What is required »
Reproduce the entries below verbatim, with every line in its original order and no character changed.
>> Start Records for this task
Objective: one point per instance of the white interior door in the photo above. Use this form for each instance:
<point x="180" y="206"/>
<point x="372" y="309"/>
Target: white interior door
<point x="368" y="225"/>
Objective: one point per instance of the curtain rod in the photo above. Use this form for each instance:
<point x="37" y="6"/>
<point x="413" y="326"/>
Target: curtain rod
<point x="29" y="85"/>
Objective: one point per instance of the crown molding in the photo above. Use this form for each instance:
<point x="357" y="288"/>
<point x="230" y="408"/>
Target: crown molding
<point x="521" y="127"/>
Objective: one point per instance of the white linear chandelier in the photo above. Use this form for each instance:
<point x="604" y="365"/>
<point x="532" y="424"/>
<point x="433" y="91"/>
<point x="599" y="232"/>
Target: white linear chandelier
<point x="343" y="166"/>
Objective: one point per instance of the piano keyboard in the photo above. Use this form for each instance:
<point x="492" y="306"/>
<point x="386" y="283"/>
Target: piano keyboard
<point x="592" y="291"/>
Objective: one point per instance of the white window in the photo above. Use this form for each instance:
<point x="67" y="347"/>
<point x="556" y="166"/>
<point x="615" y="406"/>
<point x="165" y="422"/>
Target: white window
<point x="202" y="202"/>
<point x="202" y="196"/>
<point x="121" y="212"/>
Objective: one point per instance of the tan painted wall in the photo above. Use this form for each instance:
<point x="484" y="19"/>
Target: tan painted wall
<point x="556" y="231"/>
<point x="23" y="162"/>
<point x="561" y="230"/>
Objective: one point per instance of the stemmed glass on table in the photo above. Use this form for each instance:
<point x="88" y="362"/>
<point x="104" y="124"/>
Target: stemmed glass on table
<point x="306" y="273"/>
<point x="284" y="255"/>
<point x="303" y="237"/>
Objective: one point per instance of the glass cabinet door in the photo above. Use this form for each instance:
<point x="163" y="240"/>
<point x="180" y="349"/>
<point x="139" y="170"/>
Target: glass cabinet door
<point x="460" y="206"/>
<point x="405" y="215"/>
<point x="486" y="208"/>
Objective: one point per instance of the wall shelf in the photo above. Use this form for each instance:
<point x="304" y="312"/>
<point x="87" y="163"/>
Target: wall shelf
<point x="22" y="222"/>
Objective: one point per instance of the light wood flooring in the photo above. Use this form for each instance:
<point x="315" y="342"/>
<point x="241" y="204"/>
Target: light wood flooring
>> End Records for this task
Solution for this problem »
Objective: one point per instance of the white interior door in the photo above. Use this form for each instance:
<point x="180" y="206"/>
<point x="372" y="309"/>
Target: white interior door
<point x="368" y="225"/>
Objective: one point per instance of the curtain rod in the photo above. Use this form for each instance:
<point x="37" y="6"/>
<point x="413" y="326"/>
Target: curtain rod
<point x="29" y="85"/>
Objective: one point per instance of the crown molding in the photo above. Use this form for each instance:
<point x="357" y="288"/>
<point x="230" y="408"/>
Target: crown molding
<point x="521" y="127"/>
Objective: one point per instance of the white linear chandelier in the photo above. Use this form for each instance:
<point x="604" y="365"/>
<point x="532" y="424"/>
<point x="433" y="91"/>
<point x="599" y="232"/>
Target: white linear chandelier
<point x="343" y="166"/>
Objective: one point per instance of the piano keyboard in the photo above. Use this form for each instance:
<point x="492" y="306"/>
<point x="386" y="283"/>
Target: piano keyboard
<point x="592" y="291"/>
Objective: one point per instance of the white window in the photo above. Use this form for each instance:
<point x="67" y="347"/>
<point x="556" y="166"/>
<point x="615" y="406"/>
<point x="165" y="422"/>
Target: white window
<point x="202" y="202"/>
<point x="202" y="196"/>
<point x="121" y="212"/>
Objective: one point per instance of the tan painted wall in the photo above. Use this form for each instance:
<point x="484" y="19"/>
Target: tan painted wall
<point x="556" y="231"/>
<point x="23" y="162"/>
<point x="561" y="230"/>
Objective: one point per instance of the stemmed glass on table in the photo above. Use this form for each instance:
<point x="88" y="362"/>
<point x="104" y="124"/>
Target: stemmed glass on table
<point x="306" y="273"/>
<point x="284" y="255"/>
<point x="303" y="237"/>
Objective: one point per instance of the glass cabinet door in the photo above. Use this form for each instance:
<point x="163" y="240"/>
<point x="180" y="349"/>
<point x="139" y="170"/>
Target: glass cabinet door
<point x="460" y="206"/>
<point x="405" y="215"/>
<point x="486" y="208"/>
Objective: one point per instance of the wall shelf in the photo above. Use this form for each instance:
<point x="304" y="312"/>
<point x="87" y="163"/>
Target: wall shelf
<point x="22" y="222"/>
Objective: one point per instance of the light wood flooring in the photo above. Use this form for each instance:
<point x="315" y="342"/>
<point x="241" y="204"/>
Target: light wood flooring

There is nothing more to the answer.